Point-based annotation data:
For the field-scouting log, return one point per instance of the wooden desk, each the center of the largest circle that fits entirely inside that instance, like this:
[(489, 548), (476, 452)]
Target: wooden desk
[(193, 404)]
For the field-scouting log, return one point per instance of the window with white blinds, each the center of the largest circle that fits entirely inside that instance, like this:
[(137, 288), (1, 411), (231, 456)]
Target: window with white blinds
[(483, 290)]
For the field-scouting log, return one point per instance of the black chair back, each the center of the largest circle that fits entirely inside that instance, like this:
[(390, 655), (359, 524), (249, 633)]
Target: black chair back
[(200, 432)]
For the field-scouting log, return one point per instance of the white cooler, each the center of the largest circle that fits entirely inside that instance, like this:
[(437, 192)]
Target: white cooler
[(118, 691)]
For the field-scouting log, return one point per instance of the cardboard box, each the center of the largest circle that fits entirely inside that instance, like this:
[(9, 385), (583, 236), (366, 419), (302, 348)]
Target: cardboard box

■ TO DO ■
Switch every "field-scouting log" in the entries above to "site survey log", keeping everything else the same.

■ THE RESULT ■
For the site survey log, return one point per instance of the wooden desk, each the center of the largest circle that fits entirely inside that instance, like this:
[(489, 548), (476, 452)]
Target: wooden desk
[(193, 404)]
For the site survey log, return one point per instance of the window with white blinds, each the center of the largest circle that fits entirely inside that instance, like this:
[(137, 288), (1, 411), (231, 456)]
Target: window with white blinds
[(483, 290)]
For the site survey log, return one point per instance of the black chair back, each the center of the largest circle that fits entirely inside that instance, like this:
[(390, 655), (359, 524), (249, 633)]
Target: black chair back
[(200, 432)]
For the site survey log, return one point per instance of the white cooler, each the center of the largest circle that fits entirely inside that instance, like this:
[(437, 192)]
Target: white cooler
[(118, 691)]
For the site survey log, return one point per instance of the cardboard box, each the center of the largest circle that fits entirely inside that instance, like this:
[(9, 385), (583, 236), (366, 419), (302, 348)]
Target: cardboard box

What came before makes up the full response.